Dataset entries
——————————

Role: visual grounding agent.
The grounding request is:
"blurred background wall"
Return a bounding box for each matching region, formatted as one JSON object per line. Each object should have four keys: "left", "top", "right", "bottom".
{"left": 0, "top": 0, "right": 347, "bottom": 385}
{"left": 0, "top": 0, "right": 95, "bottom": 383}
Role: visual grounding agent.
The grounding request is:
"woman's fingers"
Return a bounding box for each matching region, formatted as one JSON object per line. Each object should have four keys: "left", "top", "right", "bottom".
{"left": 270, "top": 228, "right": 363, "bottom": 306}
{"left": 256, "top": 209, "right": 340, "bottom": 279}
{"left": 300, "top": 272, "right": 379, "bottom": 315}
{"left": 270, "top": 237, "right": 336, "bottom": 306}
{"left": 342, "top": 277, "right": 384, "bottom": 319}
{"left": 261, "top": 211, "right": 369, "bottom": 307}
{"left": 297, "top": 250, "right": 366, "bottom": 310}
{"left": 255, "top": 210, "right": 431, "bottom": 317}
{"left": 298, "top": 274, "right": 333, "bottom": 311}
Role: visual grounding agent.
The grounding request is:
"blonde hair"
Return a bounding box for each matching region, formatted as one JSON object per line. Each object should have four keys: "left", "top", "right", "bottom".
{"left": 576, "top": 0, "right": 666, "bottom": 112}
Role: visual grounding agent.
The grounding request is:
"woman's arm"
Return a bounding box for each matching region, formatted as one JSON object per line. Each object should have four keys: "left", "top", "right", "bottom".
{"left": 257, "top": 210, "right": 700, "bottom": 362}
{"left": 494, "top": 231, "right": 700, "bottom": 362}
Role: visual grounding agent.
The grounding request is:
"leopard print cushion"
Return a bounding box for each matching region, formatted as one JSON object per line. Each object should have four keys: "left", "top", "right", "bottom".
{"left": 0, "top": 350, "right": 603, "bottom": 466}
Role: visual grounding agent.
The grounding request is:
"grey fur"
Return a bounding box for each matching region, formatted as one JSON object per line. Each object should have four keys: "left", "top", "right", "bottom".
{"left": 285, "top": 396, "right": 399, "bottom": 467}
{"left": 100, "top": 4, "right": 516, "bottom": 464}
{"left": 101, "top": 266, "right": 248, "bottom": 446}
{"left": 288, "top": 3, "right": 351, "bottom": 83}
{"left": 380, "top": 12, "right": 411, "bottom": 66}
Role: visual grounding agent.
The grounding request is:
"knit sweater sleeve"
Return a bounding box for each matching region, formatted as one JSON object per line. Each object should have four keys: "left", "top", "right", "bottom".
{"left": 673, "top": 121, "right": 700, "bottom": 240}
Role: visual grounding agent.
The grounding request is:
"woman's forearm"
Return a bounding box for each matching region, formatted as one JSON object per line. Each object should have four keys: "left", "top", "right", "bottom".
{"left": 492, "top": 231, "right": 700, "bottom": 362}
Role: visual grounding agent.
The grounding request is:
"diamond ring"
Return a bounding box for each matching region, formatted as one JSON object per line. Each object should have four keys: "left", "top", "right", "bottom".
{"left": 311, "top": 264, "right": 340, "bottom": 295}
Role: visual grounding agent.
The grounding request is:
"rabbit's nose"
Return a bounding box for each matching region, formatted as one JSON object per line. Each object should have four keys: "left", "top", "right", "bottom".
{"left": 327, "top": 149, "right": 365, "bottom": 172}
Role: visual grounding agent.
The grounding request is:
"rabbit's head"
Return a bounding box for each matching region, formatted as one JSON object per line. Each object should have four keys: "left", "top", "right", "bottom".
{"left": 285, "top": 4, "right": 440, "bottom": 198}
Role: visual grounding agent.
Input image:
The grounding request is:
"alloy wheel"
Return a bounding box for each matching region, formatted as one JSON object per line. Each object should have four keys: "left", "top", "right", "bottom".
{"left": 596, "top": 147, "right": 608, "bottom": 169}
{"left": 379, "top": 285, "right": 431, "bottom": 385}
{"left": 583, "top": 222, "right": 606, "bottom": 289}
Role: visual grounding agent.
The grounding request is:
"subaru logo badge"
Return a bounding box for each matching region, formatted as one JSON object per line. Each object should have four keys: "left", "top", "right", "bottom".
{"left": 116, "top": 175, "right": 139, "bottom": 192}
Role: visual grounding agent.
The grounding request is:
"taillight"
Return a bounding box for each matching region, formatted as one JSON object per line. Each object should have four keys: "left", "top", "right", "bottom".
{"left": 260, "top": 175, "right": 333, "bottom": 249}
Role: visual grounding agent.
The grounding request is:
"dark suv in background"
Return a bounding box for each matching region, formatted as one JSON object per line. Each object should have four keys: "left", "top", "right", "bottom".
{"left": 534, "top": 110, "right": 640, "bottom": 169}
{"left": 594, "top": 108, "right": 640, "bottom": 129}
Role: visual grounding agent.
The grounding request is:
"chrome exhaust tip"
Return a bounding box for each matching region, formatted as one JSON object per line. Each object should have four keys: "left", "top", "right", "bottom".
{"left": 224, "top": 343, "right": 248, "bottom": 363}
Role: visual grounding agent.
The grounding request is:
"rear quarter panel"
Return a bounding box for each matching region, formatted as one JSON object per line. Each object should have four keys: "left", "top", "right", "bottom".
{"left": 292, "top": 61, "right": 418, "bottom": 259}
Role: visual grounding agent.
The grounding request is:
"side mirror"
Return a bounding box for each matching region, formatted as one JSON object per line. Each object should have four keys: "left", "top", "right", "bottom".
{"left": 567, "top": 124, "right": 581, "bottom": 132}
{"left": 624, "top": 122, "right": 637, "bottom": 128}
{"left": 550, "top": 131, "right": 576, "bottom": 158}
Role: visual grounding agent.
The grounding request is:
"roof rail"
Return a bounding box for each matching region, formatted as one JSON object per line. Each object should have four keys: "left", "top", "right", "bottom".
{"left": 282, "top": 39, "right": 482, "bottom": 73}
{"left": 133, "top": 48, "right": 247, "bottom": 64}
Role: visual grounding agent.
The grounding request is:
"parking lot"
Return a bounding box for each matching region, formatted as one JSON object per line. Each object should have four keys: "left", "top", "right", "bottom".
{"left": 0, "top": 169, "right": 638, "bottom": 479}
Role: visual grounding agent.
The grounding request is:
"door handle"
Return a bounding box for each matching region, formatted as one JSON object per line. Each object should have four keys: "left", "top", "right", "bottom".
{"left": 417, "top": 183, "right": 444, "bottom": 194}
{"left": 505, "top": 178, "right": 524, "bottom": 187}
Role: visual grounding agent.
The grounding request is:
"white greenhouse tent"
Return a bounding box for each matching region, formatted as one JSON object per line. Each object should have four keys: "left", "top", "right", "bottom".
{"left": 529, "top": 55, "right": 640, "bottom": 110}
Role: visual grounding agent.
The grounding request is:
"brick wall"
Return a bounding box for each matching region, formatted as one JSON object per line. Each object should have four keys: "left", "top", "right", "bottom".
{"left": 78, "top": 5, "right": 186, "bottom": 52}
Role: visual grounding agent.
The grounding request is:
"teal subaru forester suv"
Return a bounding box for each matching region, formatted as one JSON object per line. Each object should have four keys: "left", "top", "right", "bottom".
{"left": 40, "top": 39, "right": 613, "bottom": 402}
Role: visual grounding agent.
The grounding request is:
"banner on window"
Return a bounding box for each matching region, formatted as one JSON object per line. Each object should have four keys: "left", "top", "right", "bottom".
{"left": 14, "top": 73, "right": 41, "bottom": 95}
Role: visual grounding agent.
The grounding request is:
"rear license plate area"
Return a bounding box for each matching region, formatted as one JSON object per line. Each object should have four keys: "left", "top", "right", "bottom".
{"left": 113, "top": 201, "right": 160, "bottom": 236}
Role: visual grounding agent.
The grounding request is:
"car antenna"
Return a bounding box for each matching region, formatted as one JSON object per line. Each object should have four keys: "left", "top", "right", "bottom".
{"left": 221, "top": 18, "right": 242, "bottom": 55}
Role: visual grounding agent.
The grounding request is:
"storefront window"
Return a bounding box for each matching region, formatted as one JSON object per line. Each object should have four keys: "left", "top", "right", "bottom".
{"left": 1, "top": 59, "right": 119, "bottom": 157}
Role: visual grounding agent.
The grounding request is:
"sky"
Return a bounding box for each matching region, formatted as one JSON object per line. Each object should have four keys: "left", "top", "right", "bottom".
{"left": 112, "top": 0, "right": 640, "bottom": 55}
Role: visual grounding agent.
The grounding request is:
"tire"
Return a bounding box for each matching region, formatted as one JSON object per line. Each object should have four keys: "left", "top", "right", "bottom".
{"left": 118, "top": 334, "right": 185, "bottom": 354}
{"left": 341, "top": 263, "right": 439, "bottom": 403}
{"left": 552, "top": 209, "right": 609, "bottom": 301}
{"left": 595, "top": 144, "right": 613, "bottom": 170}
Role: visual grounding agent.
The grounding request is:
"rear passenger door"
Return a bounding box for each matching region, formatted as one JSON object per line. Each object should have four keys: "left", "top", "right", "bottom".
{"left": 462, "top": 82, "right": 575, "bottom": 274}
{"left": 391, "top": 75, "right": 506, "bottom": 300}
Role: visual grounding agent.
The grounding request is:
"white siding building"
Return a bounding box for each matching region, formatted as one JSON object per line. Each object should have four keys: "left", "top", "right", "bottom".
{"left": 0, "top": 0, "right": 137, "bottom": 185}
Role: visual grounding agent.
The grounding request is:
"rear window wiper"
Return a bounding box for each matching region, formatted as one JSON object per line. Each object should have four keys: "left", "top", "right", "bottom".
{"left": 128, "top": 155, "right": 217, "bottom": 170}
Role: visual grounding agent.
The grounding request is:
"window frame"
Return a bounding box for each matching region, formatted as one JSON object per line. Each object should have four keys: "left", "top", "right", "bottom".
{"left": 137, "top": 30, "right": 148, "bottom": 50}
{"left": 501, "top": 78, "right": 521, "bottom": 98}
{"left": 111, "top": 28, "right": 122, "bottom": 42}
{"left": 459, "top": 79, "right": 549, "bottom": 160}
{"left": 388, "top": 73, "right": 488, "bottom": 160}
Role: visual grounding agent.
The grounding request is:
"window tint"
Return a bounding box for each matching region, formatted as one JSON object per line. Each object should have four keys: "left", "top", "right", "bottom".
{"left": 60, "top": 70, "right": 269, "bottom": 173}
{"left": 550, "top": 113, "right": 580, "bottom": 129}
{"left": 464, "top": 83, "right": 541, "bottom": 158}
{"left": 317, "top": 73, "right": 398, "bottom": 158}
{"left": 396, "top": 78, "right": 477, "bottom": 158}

——————————

THE PROBLEM => Where a line in the data contains the string "background", add it to your count, and give only the final number.

RESULT FOR THIS TASK => 2